------ EXTRAIT PRÉSENTÉ ------
S'incliner
"Le droit d’exister est le point de départ pour tout. C’est reconnaître l’existence d’une personne en tant que personne. Non pas parce que cela m’arrange, ni parce que cette personne satisfait mes espérances, mais parce qu’elle est là. (...) Depuis ce droit d’existence intangible, depuis ce lieu dont je ne peux être délogé, et vous non plus d’ailleurs, je peux reprendre pied dans le monde, agir, trébucher, rencontrer la beauté humaine, être profondément blessé, et surtout vivre, vivre intensément avec tout ce que cela implique, le beau et le laid, la joie et le tragique de ce qu’est l’essence même de l’humain. ."
Edel Maex publie régulièrement de très beaux textes sur son blog. Grâce à l'aide généreuse de bénévoles, nous avons entrepris de les traduire en français afin d'en faire profiter un plus grand nombre. Merci à Anne-Marie qui a traduit ce billet.
Dans notre groupe zen, nous avons l’habitude de nous incliner, d’abord vers nos coussins, puis vers chacun d’entre nous, et ensuite d’aller nous asseoir. C’est un rituel simple. Les nouveaux arrivants sont souvent surpris et nous demandent la signification de ce rituel. Une des caractéristiques du bouddhisme est la signification, le sens donné à chaque rituel. Nous n’accomplissons pas ces gestes par habitude ou pour nous plier à une convenance.
Pour les Occidentaux modernes que nous sommes, s’incliner est difficile. C’est comme s’il fallait se soumettre à une haute autorité. Mais on peut s’incliner devant et s’incliner vers. Alors que s’incliner devant est un signe de soumission, s’incliner vers est un geste de respect, de reconnaissance. Dans notre groupe zen, nous faisons uniquement des inclinaisons vers. Si je m’incline vers mon coussin, je me donne à moi-même le droit d’exister. En nous inclinant les uns vers les autres, nous reconnaissons réciproquement notre droit d’existence.
Le droit d’exister est le point de départ pour tout. C’est reconnaître l’existence d’une personne en tant que personne. Non pas parce que cela m’arrange, ni parce que cette personne satisfait mes espérances, mais parce qu’elle est là. Par le salut à notre propre place et aux personnes présentes, nous exprimons cela délibérément. Après la méditation, nous récitons ou chantons: « Les êtres vivants sont innombrables mais je fais le vœu de tous les libérer ». La première chose dont je dois délivrer les autres (et moi-même), c’est l’exigence de répondre à mon plan, à mon besoin. Libérer l’autre, c’est avant tout reconnaître l’autre comme autre.
------ DONNÉES FOURNIES ------
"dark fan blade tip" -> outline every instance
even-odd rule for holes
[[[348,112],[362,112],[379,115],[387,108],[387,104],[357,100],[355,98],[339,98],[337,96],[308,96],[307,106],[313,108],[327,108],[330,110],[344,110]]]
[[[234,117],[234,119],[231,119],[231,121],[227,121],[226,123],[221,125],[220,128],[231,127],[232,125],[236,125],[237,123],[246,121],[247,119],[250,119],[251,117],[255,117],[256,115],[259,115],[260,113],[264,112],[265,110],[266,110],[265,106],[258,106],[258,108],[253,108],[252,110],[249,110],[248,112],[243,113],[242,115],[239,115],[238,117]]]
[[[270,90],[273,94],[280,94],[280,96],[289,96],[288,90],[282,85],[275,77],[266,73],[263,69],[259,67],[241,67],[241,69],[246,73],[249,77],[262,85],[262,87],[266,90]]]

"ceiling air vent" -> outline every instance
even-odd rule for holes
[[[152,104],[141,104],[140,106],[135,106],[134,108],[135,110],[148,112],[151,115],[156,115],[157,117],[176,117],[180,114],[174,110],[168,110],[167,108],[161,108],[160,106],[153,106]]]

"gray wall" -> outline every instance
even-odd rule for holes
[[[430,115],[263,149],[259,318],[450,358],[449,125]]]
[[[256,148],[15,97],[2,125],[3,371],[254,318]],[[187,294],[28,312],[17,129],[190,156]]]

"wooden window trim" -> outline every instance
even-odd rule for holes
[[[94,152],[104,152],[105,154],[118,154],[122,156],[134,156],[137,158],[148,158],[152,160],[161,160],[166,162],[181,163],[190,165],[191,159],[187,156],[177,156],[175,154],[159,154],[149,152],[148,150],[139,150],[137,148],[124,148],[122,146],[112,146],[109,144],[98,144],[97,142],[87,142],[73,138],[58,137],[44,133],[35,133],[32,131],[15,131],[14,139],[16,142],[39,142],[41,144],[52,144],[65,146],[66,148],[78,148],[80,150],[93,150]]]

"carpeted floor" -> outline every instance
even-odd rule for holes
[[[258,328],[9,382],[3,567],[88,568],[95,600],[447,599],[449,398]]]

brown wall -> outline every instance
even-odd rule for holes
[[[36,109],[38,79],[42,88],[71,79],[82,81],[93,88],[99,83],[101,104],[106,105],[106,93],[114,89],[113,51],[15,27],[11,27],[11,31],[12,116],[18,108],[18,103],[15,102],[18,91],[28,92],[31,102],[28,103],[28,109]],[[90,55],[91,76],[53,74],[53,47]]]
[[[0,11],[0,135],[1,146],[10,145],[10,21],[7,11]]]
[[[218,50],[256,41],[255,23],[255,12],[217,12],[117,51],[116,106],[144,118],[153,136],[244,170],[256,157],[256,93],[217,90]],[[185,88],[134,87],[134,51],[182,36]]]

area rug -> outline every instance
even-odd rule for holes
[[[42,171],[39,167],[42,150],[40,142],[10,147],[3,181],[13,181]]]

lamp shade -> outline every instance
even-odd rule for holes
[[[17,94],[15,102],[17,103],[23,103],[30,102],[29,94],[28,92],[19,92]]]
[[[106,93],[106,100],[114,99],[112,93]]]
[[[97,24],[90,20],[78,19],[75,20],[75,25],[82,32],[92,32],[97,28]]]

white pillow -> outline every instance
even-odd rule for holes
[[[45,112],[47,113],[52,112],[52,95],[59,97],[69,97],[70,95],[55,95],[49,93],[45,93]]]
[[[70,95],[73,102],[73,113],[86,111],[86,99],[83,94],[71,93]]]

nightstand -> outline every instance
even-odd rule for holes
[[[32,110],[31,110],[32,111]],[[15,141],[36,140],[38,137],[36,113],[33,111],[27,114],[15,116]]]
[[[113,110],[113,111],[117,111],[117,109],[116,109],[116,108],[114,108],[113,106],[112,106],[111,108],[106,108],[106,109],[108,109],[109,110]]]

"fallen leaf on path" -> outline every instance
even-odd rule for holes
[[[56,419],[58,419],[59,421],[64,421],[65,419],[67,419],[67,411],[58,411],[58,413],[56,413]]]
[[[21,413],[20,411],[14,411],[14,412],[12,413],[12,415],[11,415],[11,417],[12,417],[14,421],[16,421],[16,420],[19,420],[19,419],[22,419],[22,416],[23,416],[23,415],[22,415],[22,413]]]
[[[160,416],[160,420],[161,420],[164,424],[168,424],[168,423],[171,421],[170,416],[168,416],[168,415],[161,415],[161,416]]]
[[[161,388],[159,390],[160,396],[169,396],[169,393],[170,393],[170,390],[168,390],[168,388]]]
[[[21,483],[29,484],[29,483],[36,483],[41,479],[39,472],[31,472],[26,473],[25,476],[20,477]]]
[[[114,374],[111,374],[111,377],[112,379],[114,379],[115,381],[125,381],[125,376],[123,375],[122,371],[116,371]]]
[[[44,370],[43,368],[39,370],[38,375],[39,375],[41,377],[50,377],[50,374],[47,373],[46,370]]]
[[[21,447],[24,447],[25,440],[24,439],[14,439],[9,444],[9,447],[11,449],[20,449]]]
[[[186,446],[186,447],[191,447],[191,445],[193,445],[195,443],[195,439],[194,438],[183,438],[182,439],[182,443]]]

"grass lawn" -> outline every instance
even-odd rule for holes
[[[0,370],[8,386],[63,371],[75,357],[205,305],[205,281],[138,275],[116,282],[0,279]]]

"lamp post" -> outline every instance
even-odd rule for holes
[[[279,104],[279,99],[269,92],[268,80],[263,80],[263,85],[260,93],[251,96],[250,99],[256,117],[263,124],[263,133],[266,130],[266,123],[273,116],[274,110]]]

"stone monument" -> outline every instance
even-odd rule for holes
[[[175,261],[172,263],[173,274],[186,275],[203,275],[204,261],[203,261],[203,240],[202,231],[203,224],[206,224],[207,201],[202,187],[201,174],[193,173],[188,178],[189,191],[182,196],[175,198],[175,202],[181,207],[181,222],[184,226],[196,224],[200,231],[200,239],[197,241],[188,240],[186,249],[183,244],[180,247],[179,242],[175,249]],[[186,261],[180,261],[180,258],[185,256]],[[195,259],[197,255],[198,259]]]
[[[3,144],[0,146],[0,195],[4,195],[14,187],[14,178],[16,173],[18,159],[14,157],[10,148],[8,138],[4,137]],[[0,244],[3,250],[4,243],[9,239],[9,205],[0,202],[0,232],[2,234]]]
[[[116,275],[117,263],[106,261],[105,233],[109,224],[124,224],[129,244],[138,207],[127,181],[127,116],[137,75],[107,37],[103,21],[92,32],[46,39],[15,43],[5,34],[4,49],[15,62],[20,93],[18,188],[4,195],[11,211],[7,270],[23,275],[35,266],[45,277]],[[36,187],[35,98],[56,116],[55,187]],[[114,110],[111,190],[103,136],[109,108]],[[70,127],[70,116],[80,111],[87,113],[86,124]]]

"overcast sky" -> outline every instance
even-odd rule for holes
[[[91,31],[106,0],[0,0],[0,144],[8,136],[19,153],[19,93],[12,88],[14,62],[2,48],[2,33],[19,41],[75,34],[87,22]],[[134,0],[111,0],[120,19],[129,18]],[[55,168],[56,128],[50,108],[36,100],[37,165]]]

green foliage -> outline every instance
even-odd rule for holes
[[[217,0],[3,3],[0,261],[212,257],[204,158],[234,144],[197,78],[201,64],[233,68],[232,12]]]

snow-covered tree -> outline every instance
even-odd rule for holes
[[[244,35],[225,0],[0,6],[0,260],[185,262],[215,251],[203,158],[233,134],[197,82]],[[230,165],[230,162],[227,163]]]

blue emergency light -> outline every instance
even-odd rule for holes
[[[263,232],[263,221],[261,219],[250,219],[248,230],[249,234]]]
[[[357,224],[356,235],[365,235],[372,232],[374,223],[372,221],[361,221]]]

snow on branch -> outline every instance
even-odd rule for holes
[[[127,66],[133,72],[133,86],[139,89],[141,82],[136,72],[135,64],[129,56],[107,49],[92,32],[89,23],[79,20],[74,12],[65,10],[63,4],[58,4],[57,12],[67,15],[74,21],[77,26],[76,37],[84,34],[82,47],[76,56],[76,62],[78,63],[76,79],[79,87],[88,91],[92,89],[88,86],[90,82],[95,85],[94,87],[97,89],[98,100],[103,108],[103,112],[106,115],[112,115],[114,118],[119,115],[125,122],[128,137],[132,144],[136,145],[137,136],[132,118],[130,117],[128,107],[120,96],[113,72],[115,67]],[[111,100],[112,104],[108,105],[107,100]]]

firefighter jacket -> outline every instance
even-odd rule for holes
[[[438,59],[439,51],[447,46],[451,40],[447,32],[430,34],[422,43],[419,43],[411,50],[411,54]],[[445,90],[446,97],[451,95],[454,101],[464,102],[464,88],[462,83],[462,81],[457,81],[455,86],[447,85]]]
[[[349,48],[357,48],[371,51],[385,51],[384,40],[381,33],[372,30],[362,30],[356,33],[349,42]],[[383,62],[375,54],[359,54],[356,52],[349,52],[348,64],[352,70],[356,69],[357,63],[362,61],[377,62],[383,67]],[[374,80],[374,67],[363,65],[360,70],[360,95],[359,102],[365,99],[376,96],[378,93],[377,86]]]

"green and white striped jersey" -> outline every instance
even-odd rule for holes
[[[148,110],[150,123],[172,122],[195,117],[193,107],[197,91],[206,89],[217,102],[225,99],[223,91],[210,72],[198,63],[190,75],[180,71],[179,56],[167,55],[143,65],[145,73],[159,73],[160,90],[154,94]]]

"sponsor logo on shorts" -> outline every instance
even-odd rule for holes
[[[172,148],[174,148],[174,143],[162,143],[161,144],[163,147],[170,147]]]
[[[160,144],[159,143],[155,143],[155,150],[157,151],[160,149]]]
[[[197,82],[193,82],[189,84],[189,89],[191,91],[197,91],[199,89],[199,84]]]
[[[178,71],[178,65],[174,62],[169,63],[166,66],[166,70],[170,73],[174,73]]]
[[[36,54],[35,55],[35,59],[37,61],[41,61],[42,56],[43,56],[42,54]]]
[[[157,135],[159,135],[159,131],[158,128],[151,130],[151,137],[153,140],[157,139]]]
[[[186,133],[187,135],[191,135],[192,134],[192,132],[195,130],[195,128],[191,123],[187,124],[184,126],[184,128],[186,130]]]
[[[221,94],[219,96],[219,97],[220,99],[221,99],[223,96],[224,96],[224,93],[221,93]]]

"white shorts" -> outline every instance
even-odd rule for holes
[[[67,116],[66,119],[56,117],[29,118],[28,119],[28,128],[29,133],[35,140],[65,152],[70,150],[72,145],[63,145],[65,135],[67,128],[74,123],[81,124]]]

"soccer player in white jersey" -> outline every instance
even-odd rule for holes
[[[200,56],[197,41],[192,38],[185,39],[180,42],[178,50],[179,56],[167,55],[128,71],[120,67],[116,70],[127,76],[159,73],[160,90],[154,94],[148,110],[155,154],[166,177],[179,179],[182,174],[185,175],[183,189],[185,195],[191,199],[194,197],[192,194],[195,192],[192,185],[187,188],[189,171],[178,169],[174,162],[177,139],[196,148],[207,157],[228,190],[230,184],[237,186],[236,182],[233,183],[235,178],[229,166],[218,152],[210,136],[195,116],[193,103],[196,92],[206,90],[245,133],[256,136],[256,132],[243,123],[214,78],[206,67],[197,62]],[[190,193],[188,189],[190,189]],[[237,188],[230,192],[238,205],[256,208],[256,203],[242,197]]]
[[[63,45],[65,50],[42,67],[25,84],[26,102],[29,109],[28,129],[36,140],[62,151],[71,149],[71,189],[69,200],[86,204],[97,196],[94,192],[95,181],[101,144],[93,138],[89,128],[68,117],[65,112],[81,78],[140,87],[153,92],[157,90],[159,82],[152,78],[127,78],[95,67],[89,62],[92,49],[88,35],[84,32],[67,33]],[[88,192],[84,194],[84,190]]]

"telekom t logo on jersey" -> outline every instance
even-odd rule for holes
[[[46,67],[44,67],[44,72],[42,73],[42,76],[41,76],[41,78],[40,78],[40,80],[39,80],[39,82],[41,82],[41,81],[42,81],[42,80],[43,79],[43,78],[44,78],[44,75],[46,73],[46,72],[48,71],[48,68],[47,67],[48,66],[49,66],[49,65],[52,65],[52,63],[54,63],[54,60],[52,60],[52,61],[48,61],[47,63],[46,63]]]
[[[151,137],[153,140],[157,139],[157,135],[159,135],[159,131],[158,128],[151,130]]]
------
Prolongez le texte sur le rituel de l'inclinaison dans le groupe zen en reprenant juste après sa dernière phrase.

C’est une illusion de penser qu’un autre, ou moi-même, pourrait répondre à mes espérances. Non pas à cause de l’imperfection de l’autre ou de moi-même, mais bien parce que mes désirs sont sans fin. L’autre ne remplira jamais ce grand vide en moi, ce puits sans fond, ce manque infini. C’est pour cela que les relations se brisent. Nous espérons que l’autre nous rendra heureux. Parfois, on se le promet l’un à l’autre. Mais cela n’arrivera jamais. Vivre ensemble, ce n’est possible qu’à la condition que l’autre puisse être autre et reconnu comme tel. C’est très fragile. Il suffit d’un qui ne s’y tienne pas, et on se sent étranger chez soi.
Dans le groupe aussi: il suffit d’un qui réclame toute l’attention sans avoir d’attention pour les autres, et il n’y a alors plus d’espace pour la vulnérabilité. Dans la vie en société également: il suffit d’une personne en possession d’une arme et c’en est fini de la sécurité dans les rues. Nous sommes dépendants les uns des autres.
Nous pourrions considérer que tout ce que nous affirmons ici à propos du droit d’existence relève du monde des chimères et nous promener tous, au propre ou au figuré, avec des armes. Nous vivrions alors dans une guerre perpétuelle. Ou nous pourrions, peut-être contre toute évidence, recommencer toujours, échouer, et à nouveau se donner une chance. C’est ce que nous exprimons par le geste rituel du salut. Chaque fois. Et c’est pourquoi nous disons : « Je promets de tous les libérer. » C’est un choix.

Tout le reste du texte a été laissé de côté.